■ **What is expected**
Except for the pictures, reproduce the records word for word.

[Start of section]

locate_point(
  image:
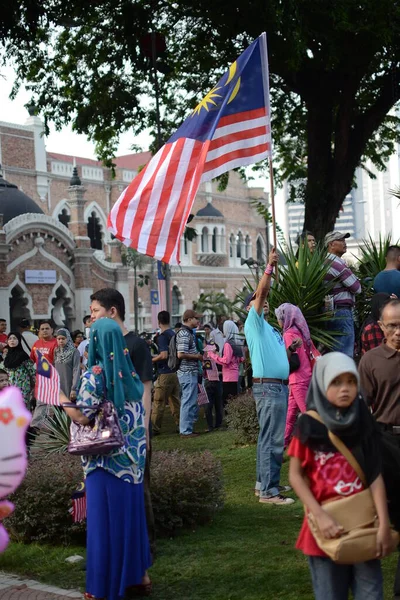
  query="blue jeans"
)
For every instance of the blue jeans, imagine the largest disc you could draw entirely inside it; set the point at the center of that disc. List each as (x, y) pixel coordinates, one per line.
(271, 405)
(189, 408)
(344, 323)
(333, 582)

[End of section]

■ **Solution to this task**
locate_point(
  image:
  query="blue jeans"
)
For every instance of the blue jeans, imagine the largest disc you could draw entirely inside it; set the point at the center of that disc. List each as (x, y) pixel coordinates, one per line.
(271, 405)
(189, 408)
(344, 323)
(333, 582)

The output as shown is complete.